RECORDS SUPPLIED ::
....
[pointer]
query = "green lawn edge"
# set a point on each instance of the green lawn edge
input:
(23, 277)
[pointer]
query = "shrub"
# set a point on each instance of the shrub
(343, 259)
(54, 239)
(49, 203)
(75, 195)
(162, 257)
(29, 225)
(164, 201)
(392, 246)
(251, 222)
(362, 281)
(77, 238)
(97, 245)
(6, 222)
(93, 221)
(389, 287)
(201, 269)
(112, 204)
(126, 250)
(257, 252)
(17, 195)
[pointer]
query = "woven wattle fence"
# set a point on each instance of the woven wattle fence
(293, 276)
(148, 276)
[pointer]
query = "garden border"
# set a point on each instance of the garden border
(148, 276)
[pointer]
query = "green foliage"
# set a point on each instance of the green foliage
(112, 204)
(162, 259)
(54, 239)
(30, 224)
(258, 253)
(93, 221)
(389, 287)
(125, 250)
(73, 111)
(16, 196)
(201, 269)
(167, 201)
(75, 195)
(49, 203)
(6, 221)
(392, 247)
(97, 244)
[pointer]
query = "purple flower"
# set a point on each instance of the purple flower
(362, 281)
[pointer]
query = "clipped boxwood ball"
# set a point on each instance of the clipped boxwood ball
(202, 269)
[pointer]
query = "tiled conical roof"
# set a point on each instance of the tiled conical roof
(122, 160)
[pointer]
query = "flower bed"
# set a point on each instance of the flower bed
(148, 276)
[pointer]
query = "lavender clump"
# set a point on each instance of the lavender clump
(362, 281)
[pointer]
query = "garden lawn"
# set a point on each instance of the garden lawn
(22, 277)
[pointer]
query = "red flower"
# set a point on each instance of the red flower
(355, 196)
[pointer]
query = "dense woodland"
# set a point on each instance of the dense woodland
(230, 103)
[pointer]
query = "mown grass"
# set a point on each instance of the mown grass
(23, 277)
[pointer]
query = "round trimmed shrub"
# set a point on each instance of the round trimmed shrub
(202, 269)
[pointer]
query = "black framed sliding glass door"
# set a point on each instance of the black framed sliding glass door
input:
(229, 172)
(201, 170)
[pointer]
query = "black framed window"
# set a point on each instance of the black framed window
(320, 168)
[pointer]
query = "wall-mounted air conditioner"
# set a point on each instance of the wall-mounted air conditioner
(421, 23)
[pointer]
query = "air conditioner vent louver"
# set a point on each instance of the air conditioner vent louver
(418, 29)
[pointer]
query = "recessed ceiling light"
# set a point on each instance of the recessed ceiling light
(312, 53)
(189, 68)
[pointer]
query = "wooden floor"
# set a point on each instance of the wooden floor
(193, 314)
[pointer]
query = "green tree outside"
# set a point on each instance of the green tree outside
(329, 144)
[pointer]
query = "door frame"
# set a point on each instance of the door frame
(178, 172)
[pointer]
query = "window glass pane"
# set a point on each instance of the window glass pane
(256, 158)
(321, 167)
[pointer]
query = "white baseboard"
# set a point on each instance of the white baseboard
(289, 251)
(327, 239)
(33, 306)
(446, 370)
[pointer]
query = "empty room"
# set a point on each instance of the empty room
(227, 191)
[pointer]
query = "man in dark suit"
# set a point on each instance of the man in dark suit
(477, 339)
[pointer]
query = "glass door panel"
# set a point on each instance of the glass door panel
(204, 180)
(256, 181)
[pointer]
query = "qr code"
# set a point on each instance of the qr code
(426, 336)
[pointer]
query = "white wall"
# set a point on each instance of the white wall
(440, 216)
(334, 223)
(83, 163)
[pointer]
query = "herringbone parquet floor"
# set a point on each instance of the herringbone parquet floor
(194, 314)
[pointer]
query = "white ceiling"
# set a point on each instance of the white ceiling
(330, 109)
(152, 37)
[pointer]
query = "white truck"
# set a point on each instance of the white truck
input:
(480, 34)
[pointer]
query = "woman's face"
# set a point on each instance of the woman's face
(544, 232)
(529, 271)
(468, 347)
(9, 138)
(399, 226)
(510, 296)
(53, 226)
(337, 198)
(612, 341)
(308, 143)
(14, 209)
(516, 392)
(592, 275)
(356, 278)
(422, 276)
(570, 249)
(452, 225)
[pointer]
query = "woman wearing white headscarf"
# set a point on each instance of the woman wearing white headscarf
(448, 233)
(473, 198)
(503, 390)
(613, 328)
....
PROBLEM STATEMENT ::
Which lines in the items above contain the word "room"? Show each of those lines in full.

TASK RESULT ::
query = "empty room"
# set a point on each instance of the empty room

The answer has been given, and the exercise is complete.